RECORDED DATA:
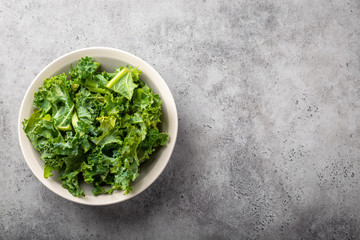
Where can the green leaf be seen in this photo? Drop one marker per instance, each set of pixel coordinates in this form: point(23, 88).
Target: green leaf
point(123, 83)
point(95, 127)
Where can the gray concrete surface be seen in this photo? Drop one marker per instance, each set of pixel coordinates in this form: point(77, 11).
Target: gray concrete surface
point(268, 95)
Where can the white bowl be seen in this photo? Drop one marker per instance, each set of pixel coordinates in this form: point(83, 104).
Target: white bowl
point(109, 59)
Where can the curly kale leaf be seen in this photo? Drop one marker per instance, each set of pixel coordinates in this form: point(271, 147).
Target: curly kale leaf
point(95, 127)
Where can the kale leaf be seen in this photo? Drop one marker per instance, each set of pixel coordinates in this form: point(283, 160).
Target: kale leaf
point(96, 127)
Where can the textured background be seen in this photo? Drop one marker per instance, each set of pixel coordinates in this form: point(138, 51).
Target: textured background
point(268, 96)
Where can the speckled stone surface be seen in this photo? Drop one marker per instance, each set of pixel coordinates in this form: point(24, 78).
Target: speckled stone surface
point(268, 96)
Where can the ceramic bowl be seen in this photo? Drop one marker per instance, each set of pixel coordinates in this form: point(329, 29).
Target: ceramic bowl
point(109, 59)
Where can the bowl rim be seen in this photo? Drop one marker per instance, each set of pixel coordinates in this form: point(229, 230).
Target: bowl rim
point(169, 145)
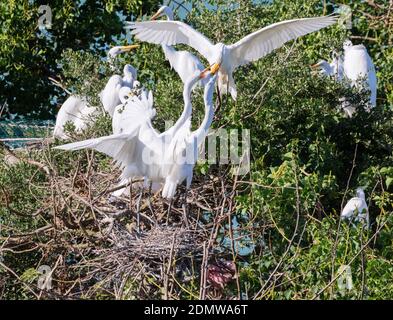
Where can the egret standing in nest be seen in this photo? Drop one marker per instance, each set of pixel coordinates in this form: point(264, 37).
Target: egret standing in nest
point(356, 209)
point(184, 62)
point(110, 95)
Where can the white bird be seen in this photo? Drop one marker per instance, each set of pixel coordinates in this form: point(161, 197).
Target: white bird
point(76, 111)
point(358, 65)
point(143, 151)
point(227, 58)
point(110, 95)
point(356, 208)
point(184, 62)
point(333, 69)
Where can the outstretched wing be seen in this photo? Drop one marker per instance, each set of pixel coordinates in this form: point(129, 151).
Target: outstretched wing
point(171, 33)
point(121, 147)
point(260, 43)
point(137, 111)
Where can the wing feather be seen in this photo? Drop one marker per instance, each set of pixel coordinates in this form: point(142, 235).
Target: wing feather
point(260, 43)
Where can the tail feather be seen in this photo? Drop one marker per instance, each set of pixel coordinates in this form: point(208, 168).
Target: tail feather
point(169, 190)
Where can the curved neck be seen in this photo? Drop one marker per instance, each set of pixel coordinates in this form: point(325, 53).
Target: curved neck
point(169, 15)
point(200, 134)
point(128, 78)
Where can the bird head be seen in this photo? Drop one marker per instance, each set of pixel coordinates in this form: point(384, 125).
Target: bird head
point(360, 193)
point(121, 49)
point(130, 70)
point(164, 10)
point(323, 66)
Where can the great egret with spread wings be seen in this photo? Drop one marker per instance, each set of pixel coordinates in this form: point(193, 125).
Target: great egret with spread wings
point(357, 208)
point(110, 95)
point(76, 111)
point(358, 65)
point(227, 58)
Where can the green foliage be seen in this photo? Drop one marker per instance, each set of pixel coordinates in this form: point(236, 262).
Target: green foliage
point(307, 157)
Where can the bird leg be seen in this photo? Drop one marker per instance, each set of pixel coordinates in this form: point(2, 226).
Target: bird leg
point(130, 205)
point(138, 207)
point(185, 208)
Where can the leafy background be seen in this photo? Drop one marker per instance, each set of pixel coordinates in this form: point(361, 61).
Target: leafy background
point(307, 158)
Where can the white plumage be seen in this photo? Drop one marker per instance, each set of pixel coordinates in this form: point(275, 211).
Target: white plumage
point(110, 97)
point(356, 208)
point(76, 111)
point(143, 151)
point(358, 65)
point(228, 57)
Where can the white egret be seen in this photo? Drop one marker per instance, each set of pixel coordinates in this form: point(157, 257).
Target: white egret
point(358, 65)
point(333, 69)
point(110, 95)
point(184, 62)
point(76, 111)
point(356, 208)
point(227, 58)
point(143, 151)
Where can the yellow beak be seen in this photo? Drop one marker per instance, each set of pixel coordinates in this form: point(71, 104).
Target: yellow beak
point(214, 68)
point(316, 65)
point(131, 47)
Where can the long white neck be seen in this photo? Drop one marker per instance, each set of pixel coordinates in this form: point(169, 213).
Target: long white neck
point(200, 134)
point(168, 51)
point(128, 79)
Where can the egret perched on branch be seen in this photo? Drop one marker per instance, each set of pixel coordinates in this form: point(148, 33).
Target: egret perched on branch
point(227, 58)
point(119, 124)
point(355, 66)
point(356, 208)
point(110, 95)
point(333, 69)
point(358, 65)
point(75, 110)
point(184, 62)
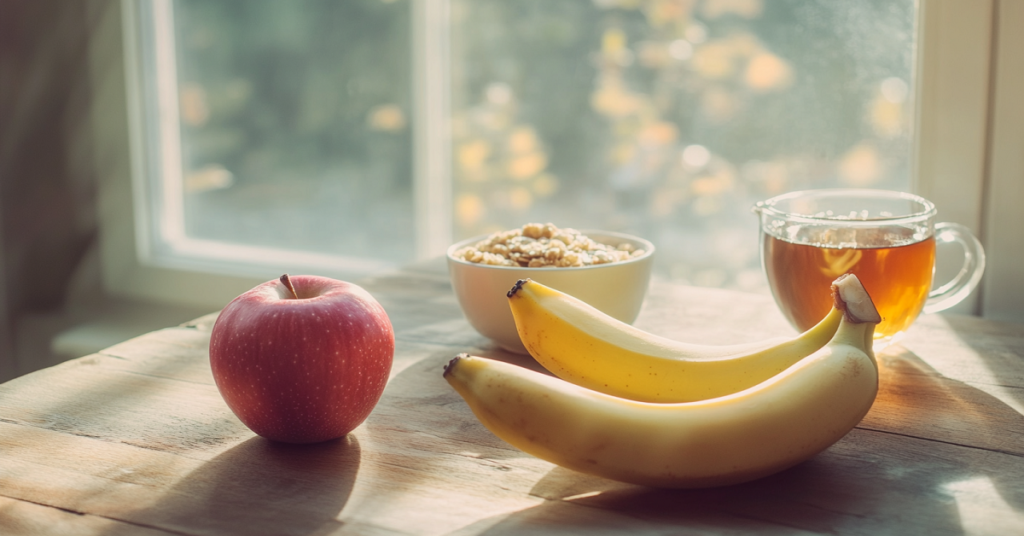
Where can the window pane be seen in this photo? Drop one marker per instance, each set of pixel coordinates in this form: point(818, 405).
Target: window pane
point(295, 124)
point(671, 118)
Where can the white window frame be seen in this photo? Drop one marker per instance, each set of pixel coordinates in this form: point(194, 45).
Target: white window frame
point(968, 153)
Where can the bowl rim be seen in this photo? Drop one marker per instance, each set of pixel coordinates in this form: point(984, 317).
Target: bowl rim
point(648, 248)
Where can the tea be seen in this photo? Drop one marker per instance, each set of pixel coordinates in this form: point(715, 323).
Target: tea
point(893, 262)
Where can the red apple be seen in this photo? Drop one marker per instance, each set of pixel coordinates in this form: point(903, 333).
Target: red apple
point(302, 359)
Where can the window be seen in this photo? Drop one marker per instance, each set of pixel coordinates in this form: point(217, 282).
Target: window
point(346, 137)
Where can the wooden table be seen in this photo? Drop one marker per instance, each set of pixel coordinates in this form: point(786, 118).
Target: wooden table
point(136, 440)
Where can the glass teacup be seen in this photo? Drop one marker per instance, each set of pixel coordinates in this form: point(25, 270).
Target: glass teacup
point(887, 239)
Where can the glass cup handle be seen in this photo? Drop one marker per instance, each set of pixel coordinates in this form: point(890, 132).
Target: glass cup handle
point(954, 291)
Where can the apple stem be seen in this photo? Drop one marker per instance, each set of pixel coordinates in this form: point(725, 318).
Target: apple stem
point(287, 281)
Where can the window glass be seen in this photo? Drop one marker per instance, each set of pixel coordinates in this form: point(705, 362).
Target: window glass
point(671, 118)
point(667, 119)
point(295, 124)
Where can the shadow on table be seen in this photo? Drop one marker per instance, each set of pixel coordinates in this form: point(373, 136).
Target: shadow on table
point(934, 456)
point(262, 488)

EXERCISE DESCRIPTION: Copy every entry above word for word, leaving out the pictures.

SOLUTION TO THE PROBLEM:
Where can the green leaf be seen in this photo? Drop one marker per instance, each set of pixel coordinates in this form: point(23, 88).
Target: green leaf
point(123, 83)
point(95, 127)
Where can the gray concrete surface be seen in this photo? Drop one marker per instance, each set of pixel coordinates in this form: point(77, 11).
Target: gray concrete surface
point(268, 95)
Where can the white bowl be seen in this photo? Drop one marker per instance, each set of pixel coordinates in this form: point(83, 104).
Target: white bowl
point(109, 59)
Where can the curly kale leaf be seen in this photo? Drop one marker per instance, each set of pixel coordinates in this form: point(271, 147).
Target: curly kale leaf
point(95, 127)
Where can the kale leaf be seen in this photo? Drop one marker per instance, each set of pixel coordinates in this form: point(283, 160).
Target: kale leaf
point(96, 127)
Where can the textured background be seen in this photo? Drop one marker per instance, each set of pixel coordinates in this form: point(138, 51).
Target: textured background
point(268, 96)
Where can the speckled stone surface be seen in this photo? Drop one marker per instance, each set of pixel coordinates in this form: point(24, 78).
Target: speckled stone surface
point(268, 96)
Where can the ceramic bowl be seen in this photo? Drop one marker per instance, each set of pixel coordinates in this form: point(329, 29).
Target: ceramic bowl
point(109, 59)
Where can the bowl rim be seen in this photo? Drop one marker per instance, each set of pixel coordinates in this form: point(229, 230).
Target: bowl rim
point(169, 145)
Where can the egret standing in nest be seen in this photo? Drop one marker per instance, each set of pixel coordinates in this form: point(264, 37).
Target: egret standing in nest
point(356, 209)
point(184, 62)
point(110, 95)
Where can the white bird be seen in this photo? Drop one marker per instance, each set of pixel coordinates in this form: point(161, 197).
Target: white bird
point(76, 111)
point(358, 65)
point(143, 151)
point(227, 58)
point(110, 95)
point(356, 208)
point(184, 62)
point(333, 69)
Where can the outstretched wing be seen in this photo? Drop one marker per instance, each set of pixel coordinates in this form: point(129, 151).
Target: outstretched wing
point(171, 33)
point(121, 147)
point(260, 43)
point(137, 111)
Where can the wing feather be seen in this photo? Drop one marker per instance, each set of pixel coordinates in this form: point(142, 235).
Target: wing feather
point(260, 43)
Where can the tail feather be seen in this photo? Drop one marker per instance, each set of pixel coordinates in this form: point(208, 168).
Target: tail feather
point(169, 190)
Where can the curved neck be seen in this photo? Drop one marker per instance, each set of pixel coordinates in this form: point(325, 53).
Target: curved neck
point(169, 15)
point(200, 134)
point(128, 78)
Where can the bird head be seen in this photo? Drop one marker per instance, each set of pixel coordinates in this form: point(384, 125).
Target: bird head
point(360, 193)
point(121, 49)
point(130, 70)
point(164, 10)
point(323, 66)
Where can the great egret with spread wings be seen in this photo? Drop one marker per instance, each set of pixel coordinates in this form: point(193, 125).
Target: great egret with spread wings
point(357, 208)
point(110, 95)
point(76, 111)
point(358, 65)
point(227, 58)
Where can the green foliage be seen in this photo? Drop one marker per instance, each set of pixel coordinates in this form: point(236, 262).
Target: green foliage
point(307, 157)
Where can the bird leg be seen in this photo? Drop one marker per instance, each set of pixel coordinates in this form: point(2, 226).
Target: bird leg
point(130, 205)
point(138, 207)
point(185, 208)
Where can the leafy background be seen in this photo? Drop one marker per instance, each set of pixel coordinates in this form: point(361, 61).
Target: leafy background
point(307, 158)
Where can the white plumage be seen in this photo? Drop one marker per instance, each set of pixel coordinates in this form: point(275, 211).
Target: white plumage
point(110, 97)
point(356, 208)
point(76, 111)
point(143, 151)
point(358, 65)
point(228, 57)
Where can the white egret be seen in this photo? Drop one marker per instance, each set of pixel coordinates in this form: point(157, 257).
Target: white egret
point(358, 65)
point(333, 69)
point(110, 95)
point(184, 62)
point(76, 111)
point(356, 208)
point(227, 58)
point(143, 151)
Where can the yellow beak be seen in this photo? Drop one marker per instance, each set of pixel coordinates in this form: point(71, 104).
Target: yellow beak
point(214, 68)
point(316, 65)
point(131, 47)
Where can the long white neck be seen in this photo? Drop one marker per instance, each set of pixel coordinates in this form: point(169, 213).
Target: long white neck
point(200, 134)
point(168, 51)
point(128, 79)
Where can the egret perched on branch be seen in this photo? Drop one marker per instance, each set of pixel coordinates in this form: point(148, 33).
Target: egret perched on branch
point(227, 58)
point(119, 124)
point(355, 66)
point(356, 208)
point(110, 95)
point(333, 69)
point(358, 65)
point(75, 110)
point(184, 62)
Where can the window pane be seen in this photo? Drop one marker per instance, each set of pixel coordinates in this form: point(818, 405).
Target: window pane
point(295, 124)
point(671, 118)
Where can the white window frame be seen in this photo? Drop one marker per instance, each set of pixel coordinates in this form: point(194, 45).
Target: white window frame
point(968, 153)
Where can the bowl rim be seen in this photo? Drop one marker per instance, each set of pixel coordinates in this form: point(984, 317).
Target: bowl rim
point(648, 248)
Where can the tea be seen in this photo? Drop one marker per instance, each set of pixel coordinates in this form: point(715, 323).
Target: tea
point(893, 262)
Where can the red apple be seen in this photo? Drop one marker per instance, each set of pixel coordinates in this form: point(903, 333).
Target: red apple
point(302, 359)
Where can the window be seen in this photo? Drop one marker per instance, each set of pixel coordinates in this form: point(217, 282).
Target: window
point(346, 137)
Where can the wooden table be seen in this photo? Drop one marker per instance, each set of pixel coordinates in this form: point(786, 118).
Target: wooden table
point(136, 440)
Where can the glass teacup be seen in this photo? Drop one marker per instance, each set of pixel coordinates in this form: point(25, 270).
Target: glass teacup
point(887, 239)
Where can the glass cup handle be seen in this photo? Drop one marker per instance, each set of pixel coordinates in this form: point(890, 132).
Target: glass cup handle
point(954, 291)
Where can the apple stem be seen in this photo? Drop one marker per instance, each set of pixel coordinates in this form: point(725, 318).
Target: apple stem
point(287, 281)
Where can the window glass be seen in this photo? Drop one marker per instance, each set of pixel coordinates in this form: point(705, 362).
Target: window glass
point(671, 118)
point(667, 119)
point(295, 124)
Where can the shadow on table be seen in this photo? Drop one marker per instance, each set of pixel coordinates in this form: point(373, 136).
Target: shadow on table
point(934, 456)
point(262, 488)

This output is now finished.